- Source extract
[Start]
- Born: 24 October 1908 Florence, Tuscany, Italy
- Died: 15 January 1984 (aged 75) Lausanne, Vaud, Switzerland

Philosophical work
- School: Perennialism Traditionalist School
- Main interests: Alchemy; Anthropology; Esotericism; Cosmology; Islamology; Metaphysics; Sacred art;
- Notable works: Sacred Art in East and West: Its Principles and Methods; Introduction to Sufi Doctrine; Chartres and the Birth of the Cathedral; Art of Islam, Language and Meaning; Siena, City of the Virgin;

= Titus Burckhardt =

Swiss traditionalist author (1908–1984)

Titus Burckhardt (/ˈbɜrkhɑrt/; /de-CH/; 24 October 1908 – 15 January 1984) was a Swiss writer and a leading member of the Perennialist or Traditionalist School. He was the author of numerous works on metaphysics, cosmology, anthropology, esoterism, alchemy, Sufism, symbolism and sacred art.

==Biography==
Scion of a patrician family of Basel, Switzerland, Titus Burckhardt was the son of the sculptor Carl Burckhardt (1878–1923) and the grand-nephew of Jacob Burckhardt (1818–1897), an art historian and Renaissance specialist. His genealogical tree also includes John Lewis Burckhardt (1784–1817), the explorer who discovered the Nabatean city of Petra and the Egyptian temples of Abu Simbel. He was born in Florence, Italy, on October 24, 1908. The following year his family settled in Basel. He attended the same primary school as Frithjof Schuon, who became a lifelong friend. In 1920, his family left Basel for Ligornetto in the Swiss canton of Ticino, where his father died three years later.
[End]
- Information supplied
[Start]
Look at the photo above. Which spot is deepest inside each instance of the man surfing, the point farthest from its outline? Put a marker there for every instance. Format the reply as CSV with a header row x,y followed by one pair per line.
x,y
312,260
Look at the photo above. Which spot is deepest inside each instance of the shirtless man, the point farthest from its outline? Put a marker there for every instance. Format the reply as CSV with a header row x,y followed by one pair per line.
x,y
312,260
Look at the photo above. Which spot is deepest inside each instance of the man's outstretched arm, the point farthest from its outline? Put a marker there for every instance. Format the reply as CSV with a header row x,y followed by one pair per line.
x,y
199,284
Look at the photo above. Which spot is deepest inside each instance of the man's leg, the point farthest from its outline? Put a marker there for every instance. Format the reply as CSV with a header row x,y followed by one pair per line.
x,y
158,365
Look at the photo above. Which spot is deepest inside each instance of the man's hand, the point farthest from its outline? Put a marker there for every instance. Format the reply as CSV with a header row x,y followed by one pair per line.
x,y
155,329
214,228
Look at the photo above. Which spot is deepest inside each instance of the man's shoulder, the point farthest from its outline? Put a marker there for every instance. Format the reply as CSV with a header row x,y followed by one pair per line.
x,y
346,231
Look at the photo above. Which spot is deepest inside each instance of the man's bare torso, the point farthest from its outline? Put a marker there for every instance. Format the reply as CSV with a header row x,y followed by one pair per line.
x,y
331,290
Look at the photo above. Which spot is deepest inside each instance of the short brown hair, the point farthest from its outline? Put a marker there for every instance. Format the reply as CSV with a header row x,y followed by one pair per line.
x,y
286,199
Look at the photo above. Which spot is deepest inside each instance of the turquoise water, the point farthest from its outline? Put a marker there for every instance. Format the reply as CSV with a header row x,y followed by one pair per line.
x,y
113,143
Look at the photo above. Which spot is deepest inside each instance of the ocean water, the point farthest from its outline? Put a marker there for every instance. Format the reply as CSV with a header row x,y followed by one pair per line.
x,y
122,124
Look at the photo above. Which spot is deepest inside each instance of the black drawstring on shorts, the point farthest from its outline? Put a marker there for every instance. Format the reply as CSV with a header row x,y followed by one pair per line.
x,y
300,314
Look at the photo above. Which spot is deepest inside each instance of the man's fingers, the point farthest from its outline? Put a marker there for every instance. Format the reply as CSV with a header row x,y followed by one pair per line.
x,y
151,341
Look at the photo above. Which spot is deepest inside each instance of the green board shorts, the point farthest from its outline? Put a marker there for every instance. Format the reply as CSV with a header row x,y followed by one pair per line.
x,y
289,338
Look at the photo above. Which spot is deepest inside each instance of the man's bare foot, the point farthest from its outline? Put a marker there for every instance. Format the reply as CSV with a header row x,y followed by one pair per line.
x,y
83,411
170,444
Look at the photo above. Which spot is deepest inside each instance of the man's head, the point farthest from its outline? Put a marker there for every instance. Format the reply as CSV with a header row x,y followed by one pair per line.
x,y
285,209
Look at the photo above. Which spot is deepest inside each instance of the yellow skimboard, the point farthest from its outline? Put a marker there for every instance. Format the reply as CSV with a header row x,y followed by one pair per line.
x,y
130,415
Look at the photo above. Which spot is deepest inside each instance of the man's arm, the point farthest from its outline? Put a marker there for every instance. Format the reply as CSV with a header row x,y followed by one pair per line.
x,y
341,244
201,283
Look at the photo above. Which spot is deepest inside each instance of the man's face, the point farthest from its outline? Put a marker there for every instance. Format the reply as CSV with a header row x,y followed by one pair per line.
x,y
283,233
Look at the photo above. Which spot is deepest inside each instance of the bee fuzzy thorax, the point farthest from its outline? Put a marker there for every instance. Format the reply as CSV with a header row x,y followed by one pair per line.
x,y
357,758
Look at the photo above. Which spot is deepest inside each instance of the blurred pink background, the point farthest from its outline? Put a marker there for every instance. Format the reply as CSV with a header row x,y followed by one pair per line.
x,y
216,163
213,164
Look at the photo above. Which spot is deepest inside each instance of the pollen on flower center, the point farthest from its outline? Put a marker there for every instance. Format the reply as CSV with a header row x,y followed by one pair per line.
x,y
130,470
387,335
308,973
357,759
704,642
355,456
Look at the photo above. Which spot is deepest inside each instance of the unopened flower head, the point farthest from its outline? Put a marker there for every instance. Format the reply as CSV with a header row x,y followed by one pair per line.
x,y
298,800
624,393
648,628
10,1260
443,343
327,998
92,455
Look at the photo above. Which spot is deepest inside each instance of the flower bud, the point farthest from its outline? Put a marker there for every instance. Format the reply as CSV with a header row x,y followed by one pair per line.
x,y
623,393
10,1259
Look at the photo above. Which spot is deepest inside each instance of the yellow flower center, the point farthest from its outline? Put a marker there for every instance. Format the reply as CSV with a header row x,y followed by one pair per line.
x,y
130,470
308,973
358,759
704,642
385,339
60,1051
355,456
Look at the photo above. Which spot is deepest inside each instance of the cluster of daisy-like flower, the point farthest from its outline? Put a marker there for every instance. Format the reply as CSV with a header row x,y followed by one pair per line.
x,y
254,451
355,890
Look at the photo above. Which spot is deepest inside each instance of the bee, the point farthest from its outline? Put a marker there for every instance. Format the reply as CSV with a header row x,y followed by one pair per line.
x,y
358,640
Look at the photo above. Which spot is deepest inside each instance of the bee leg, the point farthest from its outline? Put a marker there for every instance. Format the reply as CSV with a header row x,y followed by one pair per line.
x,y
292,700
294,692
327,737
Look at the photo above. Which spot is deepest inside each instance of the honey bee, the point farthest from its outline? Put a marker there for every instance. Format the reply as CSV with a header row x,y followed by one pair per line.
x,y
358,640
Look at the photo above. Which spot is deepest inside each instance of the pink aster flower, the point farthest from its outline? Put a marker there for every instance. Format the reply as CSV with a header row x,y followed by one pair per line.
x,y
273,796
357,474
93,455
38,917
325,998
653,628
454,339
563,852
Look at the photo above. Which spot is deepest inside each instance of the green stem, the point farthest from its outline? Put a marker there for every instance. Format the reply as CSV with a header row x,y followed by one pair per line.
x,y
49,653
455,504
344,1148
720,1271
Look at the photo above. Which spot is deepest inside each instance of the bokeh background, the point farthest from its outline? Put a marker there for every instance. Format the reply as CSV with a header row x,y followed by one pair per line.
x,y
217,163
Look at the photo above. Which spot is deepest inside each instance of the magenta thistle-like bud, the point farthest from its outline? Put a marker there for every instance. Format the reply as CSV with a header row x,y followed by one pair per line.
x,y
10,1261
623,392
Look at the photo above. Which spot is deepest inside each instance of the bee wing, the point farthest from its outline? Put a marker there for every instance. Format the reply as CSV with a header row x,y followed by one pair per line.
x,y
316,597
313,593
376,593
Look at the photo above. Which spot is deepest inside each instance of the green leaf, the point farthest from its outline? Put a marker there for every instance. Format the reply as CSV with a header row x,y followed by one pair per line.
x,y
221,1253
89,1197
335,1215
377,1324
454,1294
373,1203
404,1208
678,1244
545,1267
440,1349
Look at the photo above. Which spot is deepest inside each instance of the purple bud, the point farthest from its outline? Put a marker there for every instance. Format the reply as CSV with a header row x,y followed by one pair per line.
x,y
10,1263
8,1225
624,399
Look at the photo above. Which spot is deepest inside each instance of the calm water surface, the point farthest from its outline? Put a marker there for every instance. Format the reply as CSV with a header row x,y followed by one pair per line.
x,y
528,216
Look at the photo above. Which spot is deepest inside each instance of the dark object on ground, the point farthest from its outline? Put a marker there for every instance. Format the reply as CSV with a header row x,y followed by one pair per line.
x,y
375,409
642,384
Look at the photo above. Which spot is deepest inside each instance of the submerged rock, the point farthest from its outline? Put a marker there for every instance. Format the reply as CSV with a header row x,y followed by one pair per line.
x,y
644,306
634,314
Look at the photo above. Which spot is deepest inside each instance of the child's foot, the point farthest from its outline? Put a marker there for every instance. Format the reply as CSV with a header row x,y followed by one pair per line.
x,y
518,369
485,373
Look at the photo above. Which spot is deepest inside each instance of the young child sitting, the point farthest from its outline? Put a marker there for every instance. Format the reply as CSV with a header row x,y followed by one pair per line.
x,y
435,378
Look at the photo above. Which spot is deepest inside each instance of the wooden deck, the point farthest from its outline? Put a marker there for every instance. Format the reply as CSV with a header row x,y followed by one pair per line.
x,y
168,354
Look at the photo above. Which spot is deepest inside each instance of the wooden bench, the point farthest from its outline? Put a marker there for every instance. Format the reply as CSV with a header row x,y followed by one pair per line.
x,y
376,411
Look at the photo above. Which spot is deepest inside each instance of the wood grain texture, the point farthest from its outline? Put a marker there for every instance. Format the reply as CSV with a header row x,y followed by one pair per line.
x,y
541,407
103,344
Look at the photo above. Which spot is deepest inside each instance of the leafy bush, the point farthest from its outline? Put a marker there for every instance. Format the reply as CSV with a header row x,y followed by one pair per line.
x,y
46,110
[End]
- Tasks and exercises
[a] Rewrite the passage of the Titus Burckhardt biography starting at "Philosophical work" and ending at "and sacred art.", changing "Traditionalist School" to "Traditionalist movement".
[b] According to the Titus Burckhardt biography, where did his family move when it left Basel in 1920?
[c] Continue the Titus Burckhardt biography from its last sentence.
The listing above comes from a separate source and is unrelated to the biography.

- Written responses
[a]
Philosophical work
- School: Perennialism Traditionalist movement
- Main interests: Alchemy; Anthropology; Esotericism; Cosmology; Islamology; Metaphysics; Sacred art;
- Notable works: Sacred Art in East and West: Its Principles and Methods; Introduction to Sufi Doctrine; Chartres and the Birth of the Cathedral; Art of Islam, Language and Meaning; Siena, City of the Virgin;

= Titus Burckhardt =

Swiss traditionalist author (1908–1984)

Titus Burckhardt (/ˈbɜrkhɑrt/; /de-CH/; 24 October 1908 – 15 January 1984) was a Swiss writer and a leading member of the Perennialist or Traditionalist movement. He was the author of numerous works on metaphysics, cosmology, anthropology, esoterism, alchemy, Sufism, symbolism and sacred art.

[b] Ligornetto, in the Swiss canton of Ticino.

[c]
Around 1927, Burckhardt began studying painting, sculpture and art history in Munich and Paris. Drawn to a traditional lifestyle that the West could not offer him, he took advantage of a break in his studies to visit Morocco (1928 or 1929), where he dedicated himself to drawing and painting. He was captivated by this sojourn, which marked the beginning of his spiritual quest. On his return, he discovered the works of the French metaphysician René Guénon, in whom "he found the key to the world that had entranced him".

In early 1933, Burckhardt returned to Morocco in search of a spiritual master. He converted to Islam and learned Arabic, enabling him to assimilate the Sufi classics in their original language. After some disappointments, his search led him to Fez, where he met Sheikh Ali al-Darqawi, the grandson and spiritual successor of Muhammad al-Arabi al-Darqawi (†1823), the reformer of the Shadhili order. He was initiated by the Sheikh and received into the Tariqa Darqawiya. In a bid to meet his material needs, he acquired a flock of sheep and pastured them in the countryside of the Middle Atlas, but this did little to improve his precarious finances. Parallel with this, he took up an apprenticeship in zellij tile-making with a master craftsman from Fez, who urged him to memorize the Alfiyya of Ibn Malik, a didactic poem of a thousand verses which sets out all the rules of Arabic grammar; Burckhardt remained ever grateful to him for this.

In early 1935, he was visited in Fez by Frithjof Schuon, who was on his way back to Europe from the zawiya of the late Sheikh al-Alawi of Mostaganem. Schuon had received initiation from this Shadhili Sheikh in 1932. Burckhardt soon realized that his predestined guide was none other than his childhood friend. Burckhardt's integration into local life made him suspect in the eyes of the French authorities, who ordered him to leave the country. Thus in the spring of 1935, he returned to Basel. This marked the beginning of his correspondence with René Guénon, as well as his affiliation with Schuon's tariqa. Schuon, who was living in France at that time, charged Burckhardt with the spiritual direction of his disciples in Basel.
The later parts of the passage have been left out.